* _Texte fourni_
Élèves étrangers : À fronts renversés
Les systèmes scolaires français et japonais s'opposent radicalement dans leur manière de traiter les élèves étrangers. Christian Galan, un des meilleurs spécialistes français du système éducatif japonais, explique pour FJE les différences fondamentales entre les deux.
Comment l'école japonaise traite-t-elle les enfants étrangers ?
Partons de la manière dont le Japon traite ses propres enfants éduqués momentanément à l'étranger lorsqu'ils reviennent au pays. Le système scolaire cherche en général à les faire passer par un « sas éducatif » qui leur permet de se réadapter à l'école japonaise, car on estime que ces enfants ont forcément manqué ou perdu « quelque chose » à l'étranger. Le Japon est à ma connaissance le seul pays à faire cela. Ce souci du « retour » est tellement important pour les parents japonais expatriés qu'ils inscrivent souvent leurs enfants dans de coûteuses écoles privées japonaises, afin qu'ils ne soient pas trop pénalisés par rapport aux autres élèves quand ils rentreront.
Vous pouvez dès lors imaginer à quelles difficultés se heurtent les enfants immigrés. Pour le système japonais, ces derniers ont vocation à rentrer dans leur propre pays un jour ou l'autre. Par conséquent il n'est pas besoin de faire des efforts pour les intégrer. Les professeurs ne sont pas du tout préparés à accueillir un public aussi « différent ». Les enfants immigrés sont donc pris en charge hors les murs de l'école, par une ONG, une mairie... Le système scolaire français au contraire présume que l'enfant immigré va rester, et par conséquent les écoles font de leur mieux pour l'intégrer, lui inculquer le français, etc. Ça ne marche pas toujours, mais ils sont pris en charge par ou au sein même de l'institution scolaire. Il sera pris en charge par l'établissement scolaire. Les options de départ sont radicalement différentes. La scolarité obligatoire jusqu'à la fin du collège ne concerne au Japon que les nationaux. En France, l'école est obligatoire jusqu'à seize ans pour tous les enfants, français et étrangers.

* _Données extraites_
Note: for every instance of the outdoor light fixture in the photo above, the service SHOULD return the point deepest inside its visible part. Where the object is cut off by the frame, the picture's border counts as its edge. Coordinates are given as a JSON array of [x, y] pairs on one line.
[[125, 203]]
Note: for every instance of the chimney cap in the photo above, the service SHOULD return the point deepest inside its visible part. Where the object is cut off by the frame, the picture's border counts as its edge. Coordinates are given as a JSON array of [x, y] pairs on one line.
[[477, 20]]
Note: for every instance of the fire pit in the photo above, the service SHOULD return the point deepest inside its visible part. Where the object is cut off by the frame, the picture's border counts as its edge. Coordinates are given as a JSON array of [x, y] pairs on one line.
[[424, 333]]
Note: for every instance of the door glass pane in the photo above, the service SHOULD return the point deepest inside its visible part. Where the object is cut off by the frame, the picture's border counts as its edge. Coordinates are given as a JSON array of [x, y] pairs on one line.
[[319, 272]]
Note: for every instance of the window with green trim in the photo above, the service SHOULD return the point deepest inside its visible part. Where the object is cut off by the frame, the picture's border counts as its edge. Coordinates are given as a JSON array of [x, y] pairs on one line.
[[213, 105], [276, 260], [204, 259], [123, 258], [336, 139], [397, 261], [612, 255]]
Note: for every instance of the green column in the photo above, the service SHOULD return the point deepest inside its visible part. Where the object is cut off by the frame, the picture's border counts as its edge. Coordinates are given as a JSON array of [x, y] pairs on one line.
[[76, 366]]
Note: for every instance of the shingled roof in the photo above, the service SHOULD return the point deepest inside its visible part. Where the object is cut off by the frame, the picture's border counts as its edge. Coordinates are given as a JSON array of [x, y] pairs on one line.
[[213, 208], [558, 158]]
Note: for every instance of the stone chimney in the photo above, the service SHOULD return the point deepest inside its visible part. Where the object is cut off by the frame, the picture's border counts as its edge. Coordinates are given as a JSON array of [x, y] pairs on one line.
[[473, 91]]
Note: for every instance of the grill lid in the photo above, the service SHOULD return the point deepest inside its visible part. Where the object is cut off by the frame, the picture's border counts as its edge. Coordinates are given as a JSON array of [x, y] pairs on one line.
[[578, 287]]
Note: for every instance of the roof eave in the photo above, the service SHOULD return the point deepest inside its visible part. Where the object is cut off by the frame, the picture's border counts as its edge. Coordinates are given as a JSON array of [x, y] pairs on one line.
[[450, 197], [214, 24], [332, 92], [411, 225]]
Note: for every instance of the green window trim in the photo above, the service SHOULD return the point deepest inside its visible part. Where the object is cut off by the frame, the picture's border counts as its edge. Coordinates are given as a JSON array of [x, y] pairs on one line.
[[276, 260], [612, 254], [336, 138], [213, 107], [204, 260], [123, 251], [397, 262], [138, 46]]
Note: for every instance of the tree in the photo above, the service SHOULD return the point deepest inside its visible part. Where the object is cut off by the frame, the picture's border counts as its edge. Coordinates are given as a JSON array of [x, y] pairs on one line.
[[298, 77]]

* _Activité_
D'après le texte fourni, jusqu'à quel âge l'école est-elle obligatoire en France, et pour quels enfants ?

* _Réponse_
Jusqu'à seize ans, pour tous les enfants, français et étrangers.